Written request:
Pick out every line of the items below that contains the string "roof", matching case exactly, and copy each of those lines.

━━━━━ Provided records

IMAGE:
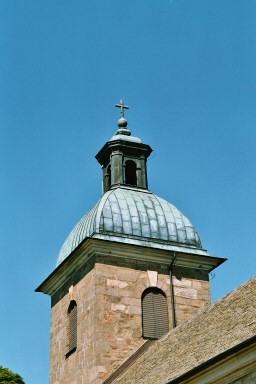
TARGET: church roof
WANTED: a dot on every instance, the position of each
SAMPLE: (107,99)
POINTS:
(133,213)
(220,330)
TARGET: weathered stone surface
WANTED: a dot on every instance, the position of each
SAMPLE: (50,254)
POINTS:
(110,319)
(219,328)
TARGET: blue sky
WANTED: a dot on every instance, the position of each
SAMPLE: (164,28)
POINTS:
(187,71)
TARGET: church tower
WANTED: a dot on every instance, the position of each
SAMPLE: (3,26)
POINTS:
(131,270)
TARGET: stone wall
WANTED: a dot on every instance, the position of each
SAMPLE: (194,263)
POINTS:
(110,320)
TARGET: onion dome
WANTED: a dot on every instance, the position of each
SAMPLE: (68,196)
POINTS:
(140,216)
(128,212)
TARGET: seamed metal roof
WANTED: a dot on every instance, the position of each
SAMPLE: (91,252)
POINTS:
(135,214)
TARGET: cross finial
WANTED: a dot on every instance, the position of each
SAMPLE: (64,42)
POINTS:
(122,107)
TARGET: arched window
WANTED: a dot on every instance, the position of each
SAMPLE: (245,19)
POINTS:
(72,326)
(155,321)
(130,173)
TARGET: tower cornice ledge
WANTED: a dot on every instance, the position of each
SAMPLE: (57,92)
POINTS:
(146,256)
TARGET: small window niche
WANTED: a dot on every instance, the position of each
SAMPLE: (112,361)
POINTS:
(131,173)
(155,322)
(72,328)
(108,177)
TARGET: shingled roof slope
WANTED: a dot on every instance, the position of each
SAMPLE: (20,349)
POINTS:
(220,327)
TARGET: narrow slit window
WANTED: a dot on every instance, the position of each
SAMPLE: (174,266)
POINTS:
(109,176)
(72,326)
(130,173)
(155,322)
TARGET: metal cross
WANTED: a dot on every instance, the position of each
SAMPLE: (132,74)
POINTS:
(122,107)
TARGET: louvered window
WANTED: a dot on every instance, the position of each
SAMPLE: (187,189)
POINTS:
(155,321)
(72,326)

━━━━━━━━━━
━━━━━ Provided records

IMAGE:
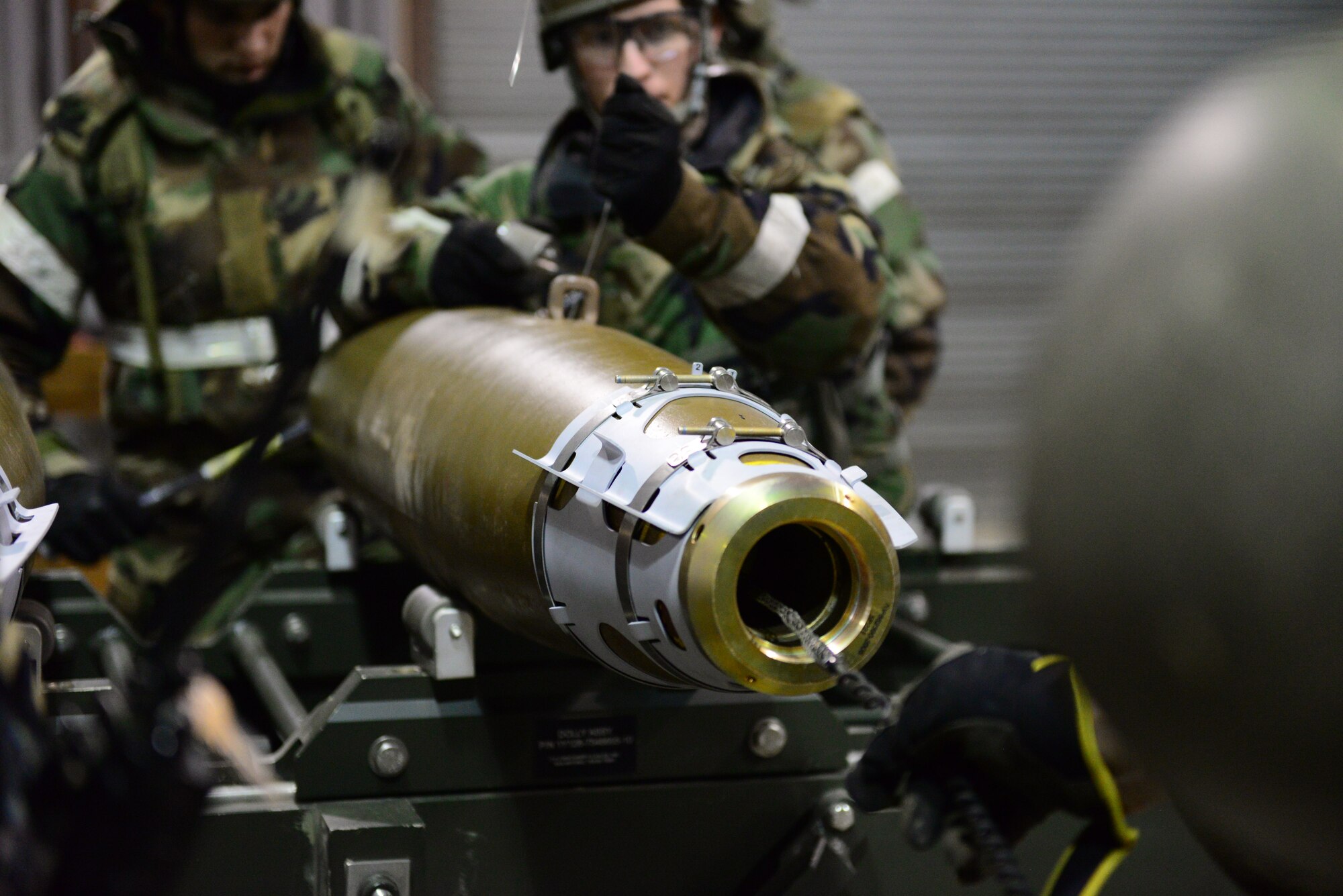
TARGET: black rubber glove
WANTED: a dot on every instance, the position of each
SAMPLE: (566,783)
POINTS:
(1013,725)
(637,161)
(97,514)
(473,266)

━━━━━━━━━━

Full solution:
TARGET: church roof
TARGET: seamed metal roof
TARGET: shingled roof slope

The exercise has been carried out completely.